## DIRECTION
Rewrite the stored entries below as a JSON list of strings, one string per line, skipping blank lines and leaving out the pictures.

Stored records:
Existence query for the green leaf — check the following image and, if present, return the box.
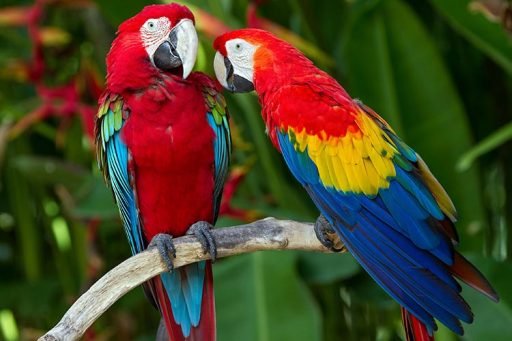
[457,123,512,171]
[299,252,361,284]
[12,155,92,191]
[463,256,512,341]
[72,177,119,219]
[96,0,155,26]
[431,0,512,74]
[214,252,321,341]
[344,0,485,246]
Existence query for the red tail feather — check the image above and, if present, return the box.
[451,252,499,302]
[402,307,434,341]
[151,261,217,341]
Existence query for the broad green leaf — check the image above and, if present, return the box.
[72,177,119,219]
[96,0,156,27]
[345,0,485,246]
[431,0,512,74]
[299,252,361,284]
[463,256,512,341]
[214,252,321,341]
[457,123,512,171]
[13,155,92,192]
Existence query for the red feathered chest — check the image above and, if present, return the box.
[121,75,214,240]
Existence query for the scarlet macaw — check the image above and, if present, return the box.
[214,29,498,340]
[96,4,231,340]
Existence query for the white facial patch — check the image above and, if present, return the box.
[140,17,171,56]
[226,38,257,82]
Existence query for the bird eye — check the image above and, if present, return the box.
[146,20,156,31]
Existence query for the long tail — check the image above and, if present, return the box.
[151,261,216,341]
[402,307,434,341]
[402,252,499,341]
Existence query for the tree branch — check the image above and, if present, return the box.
[39,218,344,341]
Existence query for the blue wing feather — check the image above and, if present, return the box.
[277,131,472,334]
[96,96,146,254]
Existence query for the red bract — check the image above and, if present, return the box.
[7,0,103,143]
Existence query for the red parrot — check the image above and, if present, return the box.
[214,29,498,340]
[96,4,231,340]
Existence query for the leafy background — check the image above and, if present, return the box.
[0,0,512,341]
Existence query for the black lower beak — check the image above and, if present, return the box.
[153,31,183,71]
[224,57,254,92]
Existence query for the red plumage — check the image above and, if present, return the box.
[97,4,219,341]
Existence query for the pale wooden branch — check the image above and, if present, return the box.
[39,218,344,341]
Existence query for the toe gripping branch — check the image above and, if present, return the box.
[148,233,176,272]
[315,214,343,252]
[187,221,217,262]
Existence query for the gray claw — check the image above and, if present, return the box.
[187,221,217,262]
[148,233,176,272]
[315,214,343,252]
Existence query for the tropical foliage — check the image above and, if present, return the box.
[0,0,512,341]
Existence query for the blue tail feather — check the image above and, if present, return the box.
[160,262,206,337]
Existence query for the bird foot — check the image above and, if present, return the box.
[148,233,176,272]
[315,214,343,252]
[187,221,217,262]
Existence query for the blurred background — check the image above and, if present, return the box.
[0,0,512,341]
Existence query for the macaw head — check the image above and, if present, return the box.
[107,4,198,89]
[213,28,312,92]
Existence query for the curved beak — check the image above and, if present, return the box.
[153,19,198,79]
[213,52,254,92]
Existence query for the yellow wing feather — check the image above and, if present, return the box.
[289,107,397,196]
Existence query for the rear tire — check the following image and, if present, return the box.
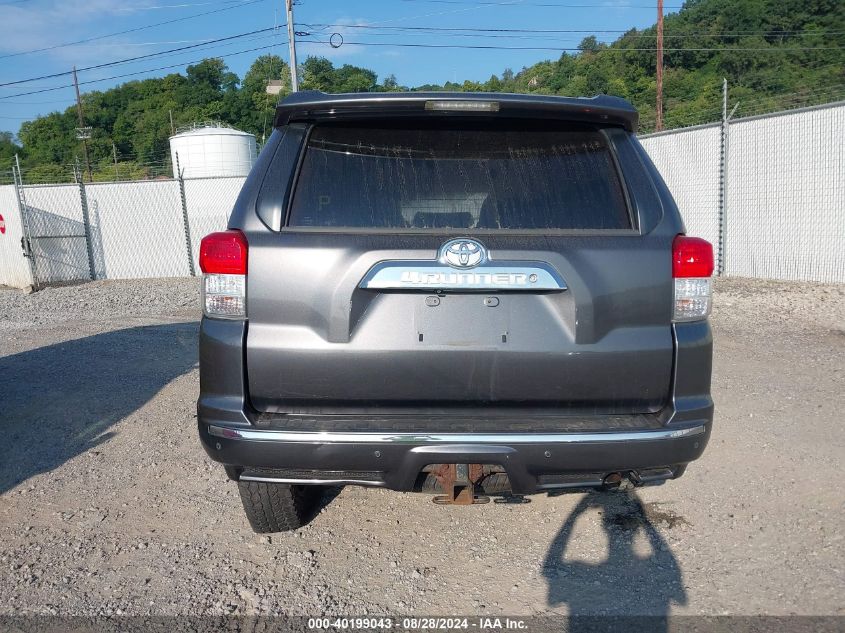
[238,481,324,534]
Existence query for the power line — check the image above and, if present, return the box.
[297,23,845,39]
[0,26,275,88]
[301,40,845,53]
[0,40,287,100]
[0,0,266,59]
[402,0,684,10]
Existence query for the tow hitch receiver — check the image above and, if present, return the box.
[434,464,490,506]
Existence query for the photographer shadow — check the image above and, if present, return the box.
[543,491,687,631]
[0,322,198,494]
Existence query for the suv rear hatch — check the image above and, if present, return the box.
[246,96,673,414]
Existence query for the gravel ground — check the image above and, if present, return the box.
[0,279,845,615]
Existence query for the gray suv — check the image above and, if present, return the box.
[198,92,713,532]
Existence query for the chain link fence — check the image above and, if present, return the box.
[0,169,245,288]
[640,101,845,283]
[0,102,845,287]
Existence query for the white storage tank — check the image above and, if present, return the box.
[170,123,258,178]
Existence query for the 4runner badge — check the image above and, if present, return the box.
[359,237,566,292]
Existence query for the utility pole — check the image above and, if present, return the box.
[654,0,663,132]
[73,66,94,182]
[285,0,299,92]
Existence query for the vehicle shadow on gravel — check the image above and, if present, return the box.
[0,323,199,494]
[543,491,687,631]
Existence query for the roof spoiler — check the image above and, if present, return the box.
[275,90,639,132]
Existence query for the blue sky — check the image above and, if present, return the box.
[0,0,681,132]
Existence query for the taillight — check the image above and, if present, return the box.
[200,230,249,319]
[672,235,713,321]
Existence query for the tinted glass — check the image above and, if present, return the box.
[288,126,631,229]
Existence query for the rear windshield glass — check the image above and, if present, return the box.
[288,126,631,229]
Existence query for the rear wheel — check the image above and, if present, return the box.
[238,481,324,534]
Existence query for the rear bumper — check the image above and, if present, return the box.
[197,319,713,494]
[199,422,710,494]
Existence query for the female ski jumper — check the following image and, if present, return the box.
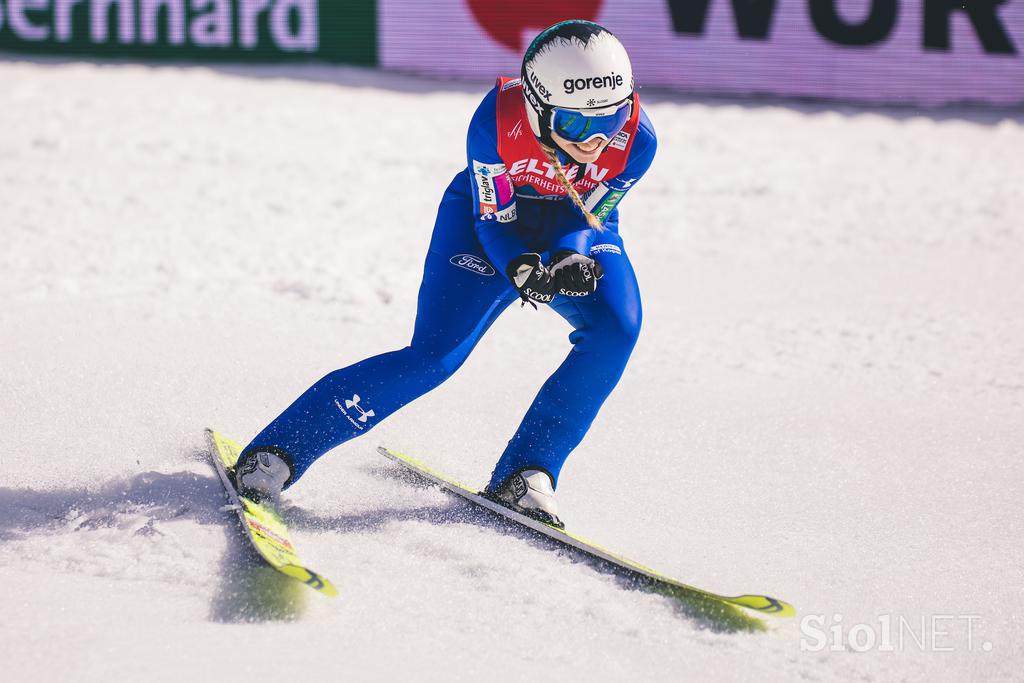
[239,68,656,501]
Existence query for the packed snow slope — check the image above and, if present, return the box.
[0,60,1024,682]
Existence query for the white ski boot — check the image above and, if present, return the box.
[484,470,565,528]
[234,451,292,505]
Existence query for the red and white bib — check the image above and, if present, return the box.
[498,77,640,197]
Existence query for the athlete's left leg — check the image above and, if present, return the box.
[490,230,641,487]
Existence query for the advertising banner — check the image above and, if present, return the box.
[0,0,377,65]
[378,0,1024,104]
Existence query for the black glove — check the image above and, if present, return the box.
[548,250,604,297]
[505,254,555,308]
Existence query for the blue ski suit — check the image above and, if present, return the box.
[245,87,656,485]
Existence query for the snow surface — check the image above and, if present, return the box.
[0,60,1024,682]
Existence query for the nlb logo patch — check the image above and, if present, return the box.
[449,254,496,278]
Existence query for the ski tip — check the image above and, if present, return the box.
[729,595,797,616]
[278,564,338,598]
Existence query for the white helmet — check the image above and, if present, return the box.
[522,19,633,146]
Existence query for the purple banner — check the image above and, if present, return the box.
[378,0,1024,104]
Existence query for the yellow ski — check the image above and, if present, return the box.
[206,429,338,597]
[377,446,797,631]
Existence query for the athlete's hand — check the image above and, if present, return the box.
[506,254,555,308]
[548,250,604,297]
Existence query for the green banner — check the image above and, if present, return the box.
[0,0,377,66]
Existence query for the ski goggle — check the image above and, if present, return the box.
[551,97,633,143]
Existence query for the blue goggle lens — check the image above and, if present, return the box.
[551,100,632,142]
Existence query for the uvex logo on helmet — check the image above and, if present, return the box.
[562,72,623,95]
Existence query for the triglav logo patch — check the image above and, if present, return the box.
[334,393,375,431]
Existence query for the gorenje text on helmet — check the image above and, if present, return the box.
[562,72,623,95]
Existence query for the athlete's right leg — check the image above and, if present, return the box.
[245,174,517,486]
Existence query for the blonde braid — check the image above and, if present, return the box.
[541,144,604,232]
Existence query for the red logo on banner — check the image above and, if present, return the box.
[466,0,601,52]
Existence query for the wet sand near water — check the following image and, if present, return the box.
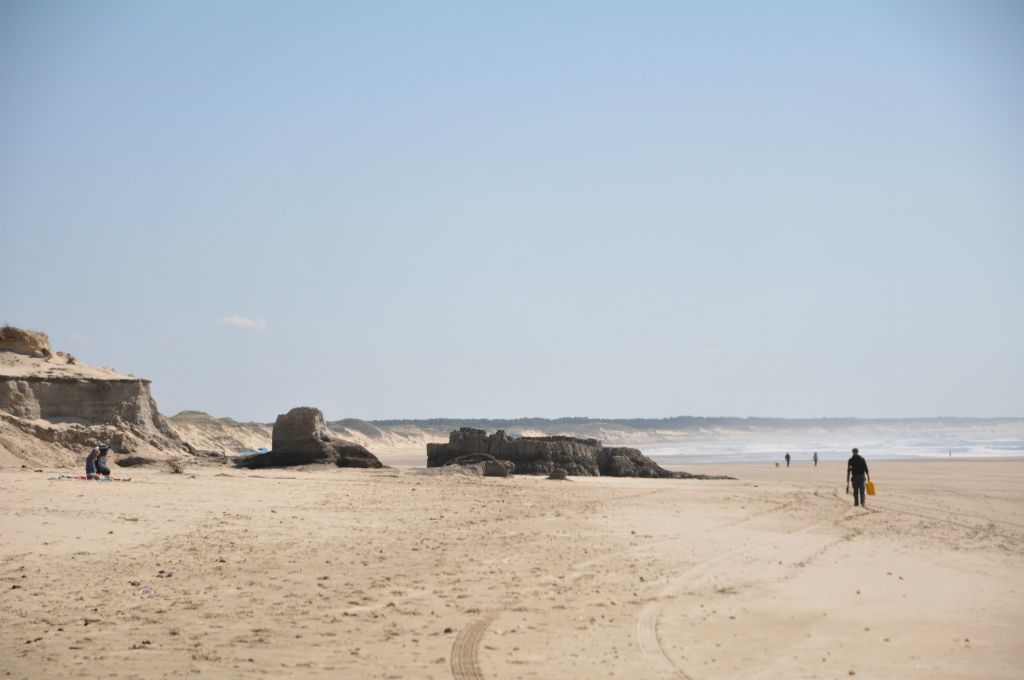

## SOLVED EXERCISE
[
  "Existence query for the green leaf — check the following image and, if present, return the box.",
  "[457,123,512,171]",
  "[299,252,361,284]",
  "[12,155,92,191]",
  "[463,256,512,341]",
  "[72,177,119,219]",
  "[96,0,155,26]",
  "[431,0,512,74]",
  "[214,252,321,341]",
  "[344,0,485,246]",
  "Existence query for the red tail feather — check the image above and, if present, return the box.",
  "[451,252,499,302]",
  "[402,307,434,341]",
  "[151,261,217,341]",
  "Existence query for the broad green leaf — check the image above and, if present, return the box.",
  "[72,177,119,219]",
  "[96,0,156,27]",
  "[345,0,485,246]",
  "[431,0,512,74]",
  "[299,252,361,284]",
  "[463,256,512,341]",
  "[214,252,321,341]",
  "[457,123,512,171]",
  "[13,155,92,192]",
  "Existence query for the red feathered chest — check the image above and, if present, return the box.",
  "[121,75,214,240]",
  "Existence query for the scarlet macaw — check the image above and, if present, return the box.",
  "[214,29,498,340]",
  "[96,4,231,340]",
  "Existence query for the white facial patch — check the image above and, if present, return the box.",
  "[140,17,171,56]",
  "[226,38,257,82]",
  "Existence query for the bird eye — check the image above and, if present, return the box.",
  "[146,20,156,31]",
  "Existence query for the long tail — check the image above and, if present, return the box.",
  "[151,261,216,341]",
  "[402,307,434,341]",
  "[402,252,499,341]",
  "Existence query for the tree branch — check the image above and, if present, return the box.",
  "[39,218,344,341]",
  "Existence query for the blue wing feather — check the image above and, if present, return the box.",
  "[277,131,472,334]",
  "[96,96,146,254]",
  "Existence query for the red bract — check the image above and, if present, return the box.",
  "[7,0,103,143]",
  "Existence query for the red parrot — check the image above and, if present, return the box.",
  "[214,29,498,340]",
  "[96,4,231,340]",
  "Existence query for the leafy background — check the image above and, if present, return the box.",
  "[0,0,512,341]",
  "Existence query for the black lower beak — check the image above and, if present, return the box.",
  "[153,31,183,71]",
  "[224,57,254,92]",
  "Existence query for the red plumage — check the image above and, if present, return the box.",
  "[97,4,219,341]",
  "Existence query for the pale wooden branch — check the image above and, if present, return the box.",
  "[39,218,344,341]",
  "Existence query for the toe gripping branch — check the image above and, if present, return the box.",
  "[148,233,176,272]",
  "[315,214,343,252]",
  "[187,221,217,262]",
  "Existence query for the gray claw — check the image above and, if present, return the box.",
  "[187,221,217,262]",
  "[148,233,176,272]",
  "[315,214,343,252]",
  "Existence query for the tropical foliage — check the image above and, if present, return the box.",
  "[0,0,512,341]",
  "Existence query for the blue tail feather — check the image above and, if present, return the box.",
  "[160,262,206,337]",
  "Existence query for the bird foot — check the image above and, if present, return the box.",
  "[148,233,176,272]",
  "[315,214,343,252]",
  "[187,221,217,262]",
  "Existence query for the blurred background — check the image above and, if present, return the box.",
  "[0,0,512,341]",
  "Existence query for the macaw head — check the image above and, if present, return the box.",
  "[107,4,198,89]",
  "[213,28,312,92]",
  "Existence query for the curved beak — check the image above and, if present, return the box.",
  "[153,19,198,79]",
  "[213,52,254,92]",
  "Existence query for the yellow wing feather — check the image above and, if present, return the box.",
  "[289,107,397,196]",
  "Existence query for the rear tire — check the following image and, if present, return the box.",
  "[238,481,324,534]",
  "Existence query for the power line — check the image above and, if present, return the box.",
  "[297,23,845,39]",
  "[0,26,275,88]",
  "[301,40,845,53]",
  "[0,40,287,100]",
  "[0,0,266,59]",
  "[402,0,684,10]",
  "Existence query for the tow hitch receiver — check the image above and, if present, return the box.",
  "[434,464,490,506]",
  "Existence query for the photographer shadow — check the image above and, if present, return the box.",
  "[543,491,687,631]",
  "[0,322,198,494]",
  "Existence query for the suv rear hatch — check the image above and, if present, return the box.",
  "[246,96,673,414]",
  "Existence query for the gravel ground — check the image above and, if present, return the box.",
  "[0,279,845,615]",
  "Existence query for the gray suv — check the image above and, if present, return the box.",
  "[198,92,713,532]",
  "Existence query for the chain link fence — check the image above and, if present, return the box.",
  "[0,169,245,288]",
  "[640,101,845,283]",
  "[0,102,845,287]",
  "Existence query for the white storage tank — check the image above and, if present, return the box.",
  "[170,123,258,178]",
  "Existence query for the 4runner badge — check the image above and, if present, return the box.",
  "[359,237,566,292]",
  "Existence query for the utility pole — check the image above and, if present, return the box.",
  "[654,0,663,132]",
  "[73,66,94,182]",
  "[285,0,299,92]",
  "Existence query for the vehicle shadow on gravel — check the image above and, if present, return the box.",
  "[0,323,199,494]",
  "[543,491,687,631]",
  "Existence query for the roof spoiler — check the image above and, if present, return the box.",
  "[275,90,639,132]",
  "Existence query for the blue sky — check the image above and, if present, return the box.",
  "[0,0,681,132]",
  "Existence query for the taillight — check the image above and, if present, return the box.",
  "[200,230,249,319]",
  "[672,235,713,321]",
  "Existence query for the tinted glass — check the image above and, if present, return the box.",
  "[288,126,631,229]",
  "Existence query for the rear windshield glass — check the image above and, if present, return the box.",
  "[288,126,631,229]",
  "Existence query for the rear wheel — check the image above and, if present, return the box.",
  "[238,481,324,534]",
  "Existence query for the rear bumper — check the image above and, if present, return the box.",
  "[197,319,713,494]",
  "[199,422,710,494]",
  "Existence query for the female ski jumper — check the following image and, if present, return the box.",
  "[239,68,656,501]",
  "Existence query for the packed snow slope — check the image above and, if present, return the box.",
  "[0,60,1024,682]",
  "Existence query for the white ski boot — check the image above and, if present, return the box.",
  "[484,470,565,528]",
  "[234,451,292,505]",
  "Existence query for the red and white bib — check the image above and, if present, return the box.",
  "[498,77,640,197]",
  "Existence query for the athlete's left leg — check the image above and, if present, return the box.",
  "[490,230,641,487]",
  "Existence query for the advertising banner — check the image above and, if present, return the box.",
  "[0,0,377,65]",
  "[378,0,1024,104]",
  "Existence query for the black glove — check the image above and, if present, return the box.",
  "[548,250,604,297]",
  "[505,254,555,308]",
  "Existence query for the blue ski suit — check the image above and, if present, return the box.",
  "[245,87,656,485]",
  "Existence query for the snow surface — check the image above and, if present, return the box.",
  "[0,60,1024,682]",
  "Existence query for the nlb logo patch — check the image above and, if present, return the box.",
  "[449,254,496,278]",
  "Existence query for the ski tip — check the image above and, if present, return the box.",
  "[729,595,797,616]",
  "[278,564,338,598]",
  "Existence query for the white helmet — check the image above and, if present, return the box.",
  "[522,19,633,146]",
  "Existence query for the purple banner — check the image above and, if present, return the box.",
  "[378,0,1024,104]",
  "Existence query for the yellow ski — check the image above and, if present, return the box.",
  "[206,429,338,597]",
  "[377,446,797,631]",
  "Existence query for the athlete's hand — check the image above and, if present, return the box.",
  "[506,254,555,308]",
  "[548,250,604,297]",
  "Existence query for the green banner — check the image above and, if present, return the box.",
  "[0,0,377,66]",
  "Existence query for the ski goggle — check the image above and, if present, return the box.",
  "[551,97,633,143]",
  "Existence query for the blue goggle lens — check the image above and, if present, return the box.",
  "[551,100,632,142]",
  "Existence query for the uvex logo on helmet — check the image above and, if present, return the box.",
  "[562,72,623,95]",
  "Existence query for the triglav logo patch — check the image above and, if present, return the box.",
  "[334,393,375,431]",
  "Existence query for the gorenje text on helmet — check the image above and, if present, return the box.",
  "[562,72,623,95]",
  "Existence query for the athlete's right leg — check the image above and, if present, return the box.",
  "[245,174,517,486]",
  "Existence query for the blonde braid — check the image above and, if present, return the box.",
  "[541,144,604,232]",
  "Existence query for the red logo on banner — check the image above and, if present, return the box.",
  "[466,0,601,52]",
  "Existence query for the wet sand near water — check the following image and, if present, return the box."
]